# [Exercise directions]
Report each line of the data that contains the string "geojson".

-- Opening Marker --

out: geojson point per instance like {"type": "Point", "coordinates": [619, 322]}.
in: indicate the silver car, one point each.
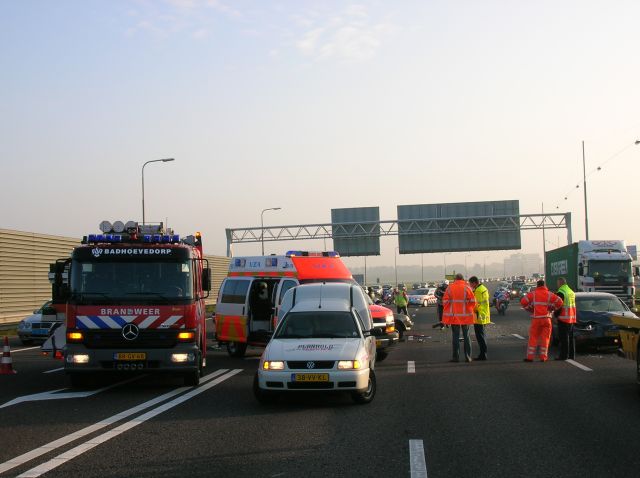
{"type": "Point", "coordinates": [32, 328]}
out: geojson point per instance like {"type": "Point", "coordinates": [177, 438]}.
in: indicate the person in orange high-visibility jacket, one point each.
{"type": "Point", "coordinates": [458, 304]}
{"type": "Point", "coordinates": [541, 302]}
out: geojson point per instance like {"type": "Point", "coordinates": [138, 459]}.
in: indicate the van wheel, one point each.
{"type": "Point", "coordinates": [80, 380]}
{"type": "Point", "coordinates": [236, 349]}
{"type": "Point", "coordinates": [265, 397]}
{"type": "Point", "coordinates": [366, 396]}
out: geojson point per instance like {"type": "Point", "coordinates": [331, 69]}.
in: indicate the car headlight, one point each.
{"type": "Point", "coordinates": [273, 365]}
{"type": "Point", "coordinates": [348, 365]}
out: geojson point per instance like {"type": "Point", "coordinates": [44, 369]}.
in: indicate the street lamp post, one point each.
{"type": "Point", "coordinates": [152, 161]}
{"type": "Point", "coordinates": [262, 224]}
{"type": "Point", "coordinates": [395, 262]}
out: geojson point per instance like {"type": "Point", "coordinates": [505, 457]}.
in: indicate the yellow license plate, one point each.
{"type": "Point", "coordinates": [130, 356]}
{"type": "Point", "coordinates": [310, 377]}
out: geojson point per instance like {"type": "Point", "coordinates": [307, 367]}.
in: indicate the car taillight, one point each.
{"type": "Point", "coordinates": [73, 336]}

-- Closing Marker --

# [Answer to this task]
out: geojson point per instance like {"type": "Point", "coordinates": [619, 322]}.
out: geojson point per instance like {"type": "Point", "coordinates": [177, 438]}.
out: geojson point per instance like {"type": "Point", "coordinates": [138, 459]}.
out: geojson point per instance like {"type": "Point", "coordinates": [331, 69]}.
out: geojson point per instance like {"type": "Point", "coordinates": [44, 369]}.
out: geojson point per instance like {"type": "Point", "coordinates": [505, 457]}.
out: geojson point per instance like {"type": "Point", "coordinates": [307, 367]}.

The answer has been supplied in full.